>> Begin
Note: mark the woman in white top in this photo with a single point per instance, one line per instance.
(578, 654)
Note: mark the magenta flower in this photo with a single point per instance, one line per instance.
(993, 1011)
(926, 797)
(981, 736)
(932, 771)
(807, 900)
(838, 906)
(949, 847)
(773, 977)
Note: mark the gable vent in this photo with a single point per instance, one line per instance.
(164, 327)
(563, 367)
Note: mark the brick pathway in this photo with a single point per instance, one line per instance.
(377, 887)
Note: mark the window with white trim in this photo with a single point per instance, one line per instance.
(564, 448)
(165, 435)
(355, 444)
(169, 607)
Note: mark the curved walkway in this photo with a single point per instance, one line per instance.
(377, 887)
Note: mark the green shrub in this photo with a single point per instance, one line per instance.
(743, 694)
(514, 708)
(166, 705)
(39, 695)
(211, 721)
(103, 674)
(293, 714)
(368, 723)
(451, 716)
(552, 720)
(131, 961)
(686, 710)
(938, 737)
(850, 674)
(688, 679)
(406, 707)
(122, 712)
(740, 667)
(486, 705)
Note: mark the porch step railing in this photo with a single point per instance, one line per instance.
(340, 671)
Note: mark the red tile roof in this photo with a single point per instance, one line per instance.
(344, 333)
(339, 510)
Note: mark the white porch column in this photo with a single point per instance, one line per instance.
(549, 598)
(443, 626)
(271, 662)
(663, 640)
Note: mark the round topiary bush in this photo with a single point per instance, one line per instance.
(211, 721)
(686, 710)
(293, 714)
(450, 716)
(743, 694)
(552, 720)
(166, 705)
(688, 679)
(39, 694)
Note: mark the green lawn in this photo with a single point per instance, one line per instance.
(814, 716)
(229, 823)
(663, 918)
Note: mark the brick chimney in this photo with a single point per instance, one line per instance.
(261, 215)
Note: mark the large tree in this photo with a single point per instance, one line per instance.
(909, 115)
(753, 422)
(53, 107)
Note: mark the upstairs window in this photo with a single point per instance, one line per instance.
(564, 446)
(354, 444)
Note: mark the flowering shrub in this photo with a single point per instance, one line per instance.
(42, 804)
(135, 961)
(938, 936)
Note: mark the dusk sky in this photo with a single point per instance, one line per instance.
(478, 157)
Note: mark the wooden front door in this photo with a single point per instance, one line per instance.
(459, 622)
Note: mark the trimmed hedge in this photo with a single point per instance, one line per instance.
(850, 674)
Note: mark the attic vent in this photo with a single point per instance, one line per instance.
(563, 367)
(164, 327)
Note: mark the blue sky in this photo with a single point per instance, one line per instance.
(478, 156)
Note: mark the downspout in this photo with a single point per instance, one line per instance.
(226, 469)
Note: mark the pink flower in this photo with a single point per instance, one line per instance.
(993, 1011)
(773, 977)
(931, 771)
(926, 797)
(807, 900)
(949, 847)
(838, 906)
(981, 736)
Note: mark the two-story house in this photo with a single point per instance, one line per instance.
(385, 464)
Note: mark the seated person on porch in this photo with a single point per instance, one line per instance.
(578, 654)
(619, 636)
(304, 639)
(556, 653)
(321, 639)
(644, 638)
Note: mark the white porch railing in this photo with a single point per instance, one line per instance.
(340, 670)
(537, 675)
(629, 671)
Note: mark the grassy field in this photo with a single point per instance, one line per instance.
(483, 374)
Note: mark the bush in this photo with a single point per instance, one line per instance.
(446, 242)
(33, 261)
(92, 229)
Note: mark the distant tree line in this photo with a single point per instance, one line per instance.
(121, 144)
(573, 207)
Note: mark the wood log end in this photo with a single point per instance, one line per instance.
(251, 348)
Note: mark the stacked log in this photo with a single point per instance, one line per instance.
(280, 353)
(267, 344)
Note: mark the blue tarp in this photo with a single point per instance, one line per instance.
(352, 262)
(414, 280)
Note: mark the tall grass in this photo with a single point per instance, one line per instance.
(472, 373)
>> End
OBJECTIVE ▸
Using the data above, repeat every line exactly.

PROBLEM SOLUTION ▸
Note: mark the woman in white top in this photo with a single point per instance, one line per instance.
(578, 654)
Note: mark the magenta flower in this photo with a single point per instance, one line per instance.
(993, 1011)
(926, 797)
(981, 736)
(932, 771)
(807, 900)
(838, 906)
(949, 847)
(773, 977)
Note: mark the gable vent in this photo with a single point per instance, one line per instance.
(164, 327)
(563, 367)
Note: mark the brick pathway in this photo with a single point per instance, one line per instance.
(377, 887)
Note: mark the window with white trim in this photo with a single point per instance, one line per instance.
(564, 448)
(165, 435)
(355, 444)
(169, 607)
Note: mark the curved walkway in this photo with a single point per instance, one line per instance.
(377, 887)
Note: mark the green shrub in this photo with a single point per instance, one line per instance.
(743, 694)
(514, 708)
(166, 705)
(39, 695)
(211, 721)
(103, 674)
(293, 714)
(368, 723)
(451, 716)
(552, 720)
(131, 961)
(686, 710)
(938, 737)
(850, 674)
(688, 679)
(406, 707)
(122, 712)
(740, 667)
(486, 705)
Note: mark the porch step railing in this photo with a single point per instance, one line per instance.
(340, 671)
Note: mark the red tile roof in this photo with a single point per instance, one line per instance.
(344, 333)
(339, 510)
Note: mark the white porch column in this photo with a single point per instance, one line per instance.
(549, 598)
(443, 626)
(271, 662)
(663, 640)
Note: mark the round topiary bush in this photo with a single point per instance, one line per instance.
(211, 721)
(686, 710)
(293, 714)
(450, 716)
(743, 694)
(552, 720)
(166, 705)
(688, 679)
(39, 694)
Note: mark the green lawn in this photo with a single point per instance, one line per instance.
(814, 716)
(229, 823)
(663, 918)
Note: mark the brick chimney in this photo with a single point per instance, one line per instance.
(261, 215)
Note: mark the large tree in this photo with a single point per instance, one line per instance.
(909, 115)
(753, 422)
(53, 107)
Note: mark the upstairs window in this photo with a single point per instance, one line per instance.
(564, 446)
(354, 444)
Note: mark the flowering shrub in this photo with a single point per instance, one line per instance.
(42, 804)
(135, 961)
(938, 936)
Note: mark the dusk sky in this photo with a single point per instance, one line per instance.
(478, 157)
Note: mark the wooden front door in this photo with a single point per instance, one line per instance.
(459, 622)
Note: mark the trimmed hedge in this photo with a single point per instance, one line per instance.
(850, 674)
Note: mark the attic vent in this photo with a single point per instance, one line per instance.
(563, 367)
(164, 327)
Note: mark the blue sky in this photo with a single point per instance, one line per instance.
(478, 156)
Note: mark the downspout in this photo with a single point per instance, one line per instance.
(226, 469)
Note: mark the pink flower in this photo with a single point per instance, one line per instance.
(993, 1011)
(773, 977)
(931, 771)
(926, 797)
(807, 900)
(949, 847)
(838, 906)
(981, 736)
Note: mark the two-story house in this photo with a single point per instance, one line per instance.
(385, 464)
Note: mark the seated person on porch in this photo with a single point per instance, one line per instance.
(578, 654)
(619, 636)
(304, 639)
(556, 653)
(321, 639)
(644, 638)
Note: mark the white porch railing in this photo with a single point per instance, one line per instance.
(340, 670)
(537, 675)
(629, 671)
Note: mark the grassy field in this photo with a single point per instance, one line per instance.
(483, 374)
Note: mark the bush in this photo with a single point per instance, one line per instance.
(446, 242)
(33, 261)
(92, 229)
Note: mark the distant tree line in this photo with a single point per instance, one line per instance.
(121, 144)
(573, 207)
Note: mark the wood log end in this photo with a single point per instance, one line per instance.
(251, 348)
Note: mark the stacked log in this photo with a single point per instance, one line per instance.
(280, 353)
(267, 344)
Note: mark the blue tarp in this photo with a single point per instance, one line per instance.
(352, 262)
(414, 280)
Note: mark the tall grass in this photo with a single point per instance, one line per instance.
(472, 373)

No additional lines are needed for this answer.